▶ [Written task A]
Answer these from the course description, one per line:
(i) Which university offers the teach-out?
(ii) What three kinds of connection does the series examine between Black people and land and agriculture?
(iii) According to the final paragraph, what will participants want to learn more about?
▶ [Written task B] Reproduce the course description word for word, from "Participants will walk" to "of Black agriculture.".

▶ [Passage provided]
— BEGIN —

Black Agricultural Solutions to Food Apartheid: A Teach-Out
Offered By: Johns Hopkins University via Coursera
Course Description
Overview
Black Agricultural Solutions to Food Apartheid is a series where we dive deep into the historical, ancestral, and spiritual connections that Black people have to land and agriculture. Throughout this course, we encourage participants to learn about their ancestral foodways, agrarian practices, and spiritual connections. These sessions share wisdom and highlight the importance of food sovereignty, rebuilding community, and land based living.
Participants will gain a deeper understanding of the spiritual and ancestral relationships that many Black people have to a higher power, land, plants, and each other.
Participants will walk away from this series with an understanding of the many benefits of gardening and farming, including but not limited to social capital, collective agency, physical wellbeing, deepened spiritual connections, community resilience, economic autonomy, organizing, mobilizing, and improved mental and emotional health.
Participants will leave this session with the desire to learn more about their own familial relationships to food and land, as well as a greater understanding of Black agriculture.

— END —

▶ [Excerpted records]
— BEGIN —

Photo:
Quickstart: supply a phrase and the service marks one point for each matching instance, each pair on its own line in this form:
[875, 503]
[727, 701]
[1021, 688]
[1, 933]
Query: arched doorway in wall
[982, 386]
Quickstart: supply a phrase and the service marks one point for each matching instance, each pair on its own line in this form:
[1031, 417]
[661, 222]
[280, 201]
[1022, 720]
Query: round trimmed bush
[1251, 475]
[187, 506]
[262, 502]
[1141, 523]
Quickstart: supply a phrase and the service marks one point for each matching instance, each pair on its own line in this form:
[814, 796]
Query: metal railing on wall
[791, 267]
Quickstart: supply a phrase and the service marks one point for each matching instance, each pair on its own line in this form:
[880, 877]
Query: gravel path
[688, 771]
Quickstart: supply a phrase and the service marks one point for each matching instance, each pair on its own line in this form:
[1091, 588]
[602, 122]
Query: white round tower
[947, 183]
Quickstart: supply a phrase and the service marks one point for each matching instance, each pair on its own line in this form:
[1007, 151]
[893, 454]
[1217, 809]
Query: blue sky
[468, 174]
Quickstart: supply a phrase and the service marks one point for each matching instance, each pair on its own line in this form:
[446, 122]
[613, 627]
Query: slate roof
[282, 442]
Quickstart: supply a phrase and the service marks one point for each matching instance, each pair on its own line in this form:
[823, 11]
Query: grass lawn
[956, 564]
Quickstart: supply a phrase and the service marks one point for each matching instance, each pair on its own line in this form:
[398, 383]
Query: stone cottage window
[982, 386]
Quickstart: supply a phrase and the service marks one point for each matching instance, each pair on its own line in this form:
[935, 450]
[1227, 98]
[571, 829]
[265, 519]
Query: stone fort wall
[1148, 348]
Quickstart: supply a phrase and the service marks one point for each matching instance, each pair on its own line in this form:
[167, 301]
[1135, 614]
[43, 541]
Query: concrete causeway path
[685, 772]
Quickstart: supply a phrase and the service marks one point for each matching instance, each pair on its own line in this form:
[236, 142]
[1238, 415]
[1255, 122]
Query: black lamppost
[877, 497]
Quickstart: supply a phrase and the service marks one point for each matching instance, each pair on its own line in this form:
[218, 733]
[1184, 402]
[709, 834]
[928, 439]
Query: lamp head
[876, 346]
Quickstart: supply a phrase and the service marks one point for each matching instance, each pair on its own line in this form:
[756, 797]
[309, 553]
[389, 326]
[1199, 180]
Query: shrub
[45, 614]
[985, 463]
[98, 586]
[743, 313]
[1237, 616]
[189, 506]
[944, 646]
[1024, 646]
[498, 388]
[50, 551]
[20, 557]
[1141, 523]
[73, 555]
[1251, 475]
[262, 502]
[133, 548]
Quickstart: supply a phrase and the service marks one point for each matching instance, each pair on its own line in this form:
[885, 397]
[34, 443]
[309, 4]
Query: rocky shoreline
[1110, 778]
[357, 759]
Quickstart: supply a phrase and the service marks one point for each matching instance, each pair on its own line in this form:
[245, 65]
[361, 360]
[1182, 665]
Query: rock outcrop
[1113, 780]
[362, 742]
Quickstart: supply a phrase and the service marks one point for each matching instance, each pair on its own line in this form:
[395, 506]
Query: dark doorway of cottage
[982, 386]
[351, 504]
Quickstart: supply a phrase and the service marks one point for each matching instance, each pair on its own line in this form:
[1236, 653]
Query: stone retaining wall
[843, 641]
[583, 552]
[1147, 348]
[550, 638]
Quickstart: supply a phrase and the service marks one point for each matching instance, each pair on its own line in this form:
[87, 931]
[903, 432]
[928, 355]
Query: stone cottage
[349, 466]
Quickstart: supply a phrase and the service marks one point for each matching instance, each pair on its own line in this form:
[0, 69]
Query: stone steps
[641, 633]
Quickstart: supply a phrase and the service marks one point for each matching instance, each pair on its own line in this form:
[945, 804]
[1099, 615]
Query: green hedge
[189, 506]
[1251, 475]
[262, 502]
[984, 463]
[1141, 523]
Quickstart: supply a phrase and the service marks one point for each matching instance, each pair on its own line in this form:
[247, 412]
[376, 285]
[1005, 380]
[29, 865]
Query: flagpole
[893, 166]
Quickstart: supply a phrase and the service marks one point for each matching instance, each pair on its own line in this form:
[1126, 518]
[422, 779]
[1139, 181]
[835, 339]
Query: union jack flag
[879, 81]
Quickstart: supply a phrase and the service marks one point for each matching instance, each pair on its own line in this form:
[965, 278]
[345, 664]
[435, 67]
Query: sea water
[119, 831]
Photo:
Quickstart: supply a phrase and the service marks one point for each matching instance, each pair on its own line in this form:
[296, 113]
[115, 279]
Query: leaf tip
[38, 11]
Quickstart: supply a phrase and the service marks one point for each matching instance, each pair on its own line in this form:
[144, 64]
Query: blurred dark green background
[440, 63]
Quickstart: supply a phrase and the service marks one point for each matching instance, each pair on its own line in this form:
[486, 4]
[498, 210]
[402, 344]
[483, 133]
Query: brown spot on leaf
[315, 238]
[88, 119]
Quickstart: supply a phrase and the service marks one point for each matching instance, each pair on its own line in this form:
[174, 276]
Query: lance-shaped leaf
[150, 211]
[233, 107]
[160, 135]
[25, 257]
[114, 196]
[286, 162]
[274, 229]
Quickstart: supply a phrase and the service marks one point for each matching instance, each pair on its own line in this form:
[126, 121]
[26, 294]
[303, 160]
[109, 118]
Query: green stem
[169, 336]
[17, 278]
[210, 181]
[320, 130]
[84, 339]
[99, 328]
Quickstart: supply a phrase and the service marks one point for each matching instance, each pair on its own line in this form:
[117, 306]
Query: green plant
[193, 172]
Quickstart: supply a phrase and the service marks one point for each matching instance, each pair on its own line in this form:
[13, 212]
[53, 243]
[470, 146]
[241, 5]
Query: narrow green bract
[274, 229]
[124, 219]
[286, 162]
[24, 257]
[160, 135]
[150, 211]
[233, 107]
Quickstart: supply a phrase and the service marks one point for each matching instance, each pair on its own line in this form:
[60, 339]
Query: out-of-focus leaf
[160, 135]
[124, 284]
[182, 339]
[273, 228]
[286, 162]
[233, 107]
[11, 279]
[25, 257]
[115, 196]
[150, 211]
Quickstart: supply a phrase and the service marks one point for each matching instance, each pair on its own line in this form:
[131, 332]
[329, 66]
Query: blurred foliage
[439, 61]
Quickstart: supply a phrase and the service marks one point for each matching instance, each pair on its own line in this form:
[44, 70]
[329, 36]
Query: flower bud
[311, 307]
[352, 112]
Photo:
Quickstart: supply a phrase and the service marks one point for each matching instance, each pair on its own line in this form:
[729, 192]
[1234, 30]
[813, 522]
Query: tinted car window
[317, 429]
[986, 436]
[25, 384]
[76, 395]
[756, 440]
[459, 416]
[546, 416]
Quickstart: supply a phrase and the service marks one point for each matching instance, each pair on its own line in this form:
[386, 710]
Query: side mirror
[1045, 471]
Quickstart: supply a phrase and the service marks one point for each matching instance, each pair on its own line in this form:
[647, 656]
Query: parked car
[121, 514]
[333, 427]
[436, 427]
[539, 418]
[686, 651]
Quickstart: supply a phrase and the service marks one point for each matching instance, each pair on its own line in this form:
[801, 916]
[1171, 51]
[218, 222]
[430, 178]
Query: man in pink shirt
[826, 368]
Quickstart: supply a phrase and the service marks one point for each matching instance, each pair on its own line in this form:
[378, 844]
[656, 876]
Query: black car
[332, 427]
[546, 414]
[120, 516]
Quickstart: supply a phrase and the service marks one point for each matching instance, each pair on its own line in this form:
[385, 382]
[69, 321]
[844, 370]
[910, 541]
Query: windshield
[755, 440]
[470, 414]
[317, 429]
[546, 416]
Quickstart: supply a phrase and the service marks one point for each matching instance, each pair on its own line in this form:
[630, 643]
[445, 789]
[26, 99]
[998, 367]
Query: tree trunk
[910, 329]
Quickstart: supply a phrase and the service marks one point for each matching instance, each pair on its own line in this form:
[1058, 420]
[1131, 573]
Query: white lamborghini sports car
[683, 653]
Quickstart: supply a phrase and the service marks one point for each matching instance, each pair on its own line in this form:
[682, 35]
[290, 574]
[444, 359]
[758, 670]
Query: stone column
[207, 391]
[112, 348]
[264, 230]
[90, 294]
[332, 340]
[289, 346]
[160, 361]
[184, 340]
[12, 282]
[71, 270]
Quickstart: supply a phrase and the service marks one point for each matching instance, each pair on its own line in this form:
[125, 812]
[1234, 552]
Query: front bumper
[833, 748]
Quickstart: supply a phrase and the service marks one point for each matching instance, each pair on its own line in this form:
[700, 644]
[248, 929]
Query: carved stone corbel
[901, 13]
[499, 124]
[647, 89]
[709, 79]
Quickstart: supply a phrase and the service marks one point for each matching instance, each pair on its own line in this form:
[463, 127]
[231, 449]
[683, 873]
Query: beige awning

— END —

▶ [Correct response A]
(i) Johns Hopkins University
(ii) Historical, ancestral, and spiritual
(iii) Their own familial relationships to food and land

▶ [Correct response B]
Participants will walk away from this series with an understanding of the many benefits of gardening and farming, including but not limited to social capital, collective agency, physical wellbeing, deepened spiritual connections, community resilience, economic autonomy, organizing, mobilizing, and improved mental and emotional health.
Participants will leave this session with the desire to learn more about their own familial relationships to food and land, as well as a greater understanding of Black agriculture.